Texto do documento:
■ ■ ■ ■ ■ ■ ■
Dionísio passa em seguida a expor as doutrinas de Santo Hieroteu, seu mestre, acerca da divindade de Cristo, que é a causa de todas as coisas, que preenche e preserva todas as coisas, sem ser parte ou todo. Mas é parte e todo no sentido de que compreende em Si mesmo todas as coisas, possuindo-as de modo eminente. Ele é a perfeição das coisas imperfeitas, e nas coisas perfeitas Ele é não-perfeito no sentido de que precede a perfeição  em excelência e em origem.

Hieroteu resume a doutrina dos nomes divinos nessa curta passagem. Retomando uma definição que formulamos anteriormente, a teologia negativa, ou teologia apofática, se caracteriza pela necessidade de negar a imperfeição para afirmar a perfeição e negar a perfeição para não afirmar a imperfeição. Como Hieroteu ensina, quando comparamos as coisas imperfeitas de nossa realidade com Deus, vemos que Ele é a perfeição. Todavia, ao mesmo tempo, percebemos que a noção de perfeição que possuímos é muito limitada quando comparada à perfeição divina. 

Deus excede infinitamente, e é a origem de, qualquer perfeição que possamos imaginar ou conceber. Nesse sentido, Deus não é dignamente representado por essa noção limitada de perfeição que possuímos. Para evitar que se pense a perfeição divina em termos limitados, é necessário afirmar que Deus é não-perfeito, isto é, excede infinitamente a perfeição, é supraperfeito. A linguagem negativa preserva a infinita e incomensurável perfeição divina negando que ela possa ser expressa mesmo pelo conceito mais alto e mais sublime de perfeição que possamos conceber.

Deus dá origem a tudo sem se tornar múltiplo. É ser em um sentido supraessencial. Marsilio Ficino explica que Deus "ultrapassa as coisas supraessencialmente, pois Ele não está colocado no mais alto grau desses seres com o restante situado no segundo e no terceiro graus". O ponto é que Deus não pode ser entendido como o grau máximo de uma linha gradativa ascensional da qual fazem parte todos os seres. A diferença entre Deus e as coisas não é de grau, como pode ser a diferença entre algo mais claro com relação a algo mais escuro.
■ ■ ■ ■ ■ ■ ■
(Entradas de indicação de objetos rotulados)
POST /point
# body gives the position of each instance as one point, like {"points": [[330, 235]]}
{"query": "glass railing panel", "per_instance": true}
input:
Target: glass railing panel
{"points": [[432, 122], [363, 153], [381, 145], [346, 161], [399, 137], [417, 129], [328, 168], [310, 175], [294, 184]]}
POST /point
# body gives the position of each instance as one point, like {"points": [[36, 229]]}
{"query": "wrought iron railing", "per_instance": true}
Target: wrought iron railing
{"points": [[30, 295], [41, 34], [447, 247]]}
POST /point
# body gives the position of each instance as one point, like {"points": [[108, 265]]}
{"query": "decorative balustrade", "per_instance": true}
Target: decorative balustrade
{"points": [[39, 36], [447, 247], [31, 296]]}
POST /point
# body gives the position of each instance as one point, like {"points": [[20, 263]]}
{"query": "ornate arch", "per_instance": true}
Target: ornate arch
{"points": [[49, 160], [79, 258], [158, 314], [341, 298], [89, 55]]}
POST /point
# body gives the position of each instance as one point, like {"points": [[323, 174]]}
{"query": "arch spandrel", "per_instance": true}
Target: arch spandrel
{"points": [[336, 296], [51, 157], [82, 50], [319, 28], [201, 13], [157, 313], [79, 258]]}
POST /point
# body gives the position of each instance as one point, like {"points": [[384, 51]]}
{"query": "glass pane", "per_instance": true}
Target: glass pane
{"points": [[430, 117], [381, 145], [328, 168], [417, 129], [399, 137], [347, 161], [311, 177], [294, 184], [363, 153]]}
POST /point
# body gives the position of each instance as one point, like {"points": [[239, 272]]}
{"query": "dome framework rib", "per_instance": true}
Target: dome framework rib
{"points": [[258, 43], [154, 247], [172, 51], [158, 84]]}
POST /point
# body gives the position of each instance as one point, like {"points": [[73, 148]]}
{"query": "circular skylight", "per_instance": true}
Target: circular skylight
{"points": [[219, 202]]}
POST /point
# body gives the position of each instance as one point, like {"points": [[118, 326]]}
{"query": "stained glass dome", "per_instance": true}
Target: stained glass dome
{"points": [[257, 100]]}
■ ■ ■ ■ ■ ■ ■
Tarefas obrigatórias:
1. Diga se cada afirmação a seguir está de acordo com o texto sobre a teologia negativa e responda sim ou não, citando literalmente as palavras do texto que decidem a questão. (a) Hieroteu era mestre de Dionísio. (b) A diferença entre Deus e as coisas é de grau. (c) A teologia negativa também é chamada de teologia apofática.
2. Edite o trecho do texto sobre a teologia negativa que começa em "Hieroteu resume a" e termina em "à perfeição divina.", reescrevendo-o com "curta passagem" trocado por "breve passagem".
3. Continue o texto sobre a teologia negativa a partir do ponto em que ele termina.

Respostas esperadas:
1.
(a) Sim: "as doutrinas de Santo Hieroteu, seu mestre".
(b) Não: "A diferença entre Deus e as coisas não é de grau".
(c) Sim: "a teologia negativa, ou teologia apofática".

2.
Hieroteu resume a doutrina dos nomes divinos nessa breve passagem. Retomando uma definição que formulamos anteriormente, a teologia negativa, ou teologia apofática, se caracteriza pela necessidade de negar a imperfeição para afirmar a perfeição e negar a perfeição para não afirmar a imperfeição. Como Hieroteu ensina, quando comparamos as coisas imperfeitas de nossa realidade com Deus, vemos que Ele é a perfeição. Todavia, ao mesmo tempo, percebemos que a noção de perfeição que possuímos é muito limitada quando comparada à perfeição divina.

3.
As coisas deste mundo são por definição limitadas, o que faz com que esse seja o mundo do mais e do menos. Todos os entes estão em alguma relação de maior ou menor quantidade e/ou de melhor ou pior qualidade com outros entes. A variação é própria da limitação que caracteriza os seres desta realidade. Deus não está nessa relação de mais e de menos, mas sim como fundamento que torna possível o mais e o menos. 

Utilizando uma analogia, a cor vermelha pode ser mais ou menos intensa. Neste objeto A o vermelho é mais intenso e naquele objeto B é menos intenso. Todavia, ambos são vermelhos. O que torna possível que A seja mais intenso e B menos é o caráter da qualidade vermelho presente nos dois. Mas o vermelho, enquanto qualidade, não é nem mais intenso e nem menos intenso. Ele é o padrão que, estando em A e em B inteiramente (o vermelho está inteiro em ambos), permite que haja gradação de intensidade entre A e B. 

O vermelho, enquanto padrão qualitativo, não é diminuído ou acrescido, não sofre mudança alguma pelo fato de que o vermelho em A é mais intenso do que aquele presente em B. Nesse sentido, o vermelho transcende as limitações das suas manifestações em A e em B. O vermelho é a Forma, o Padrão, a Razão, a Medida, o Logos que permanece o mesmo justamente para que nos seres possa haver variação e gradação. É o metro que torna a medição possível, e para que haja medição é necessário que ele permaneça inalterado para que as coisas mensuradas possam variar nas suas medidas.

A transcendência de Deus não é a da medida, da gradação, como se Ele fosse simplesmente o maior de todos em uma escala de entes de mesmo tipo. Note-se que, mais à frente na Idade Média, Anselmo de Ostia, mui platonicamente, definirá Deus como "o ser do qual não se pode pensar nada maior". Isto é, Deus não é simplesmente o ser maior de todos. Deus está absolutamente fora de toda e qualquer gradação, dado que não se pode pensar nada maior que Ele. Em outros termos, nenhuma medida, por mais excelsa, faz jus a Deus.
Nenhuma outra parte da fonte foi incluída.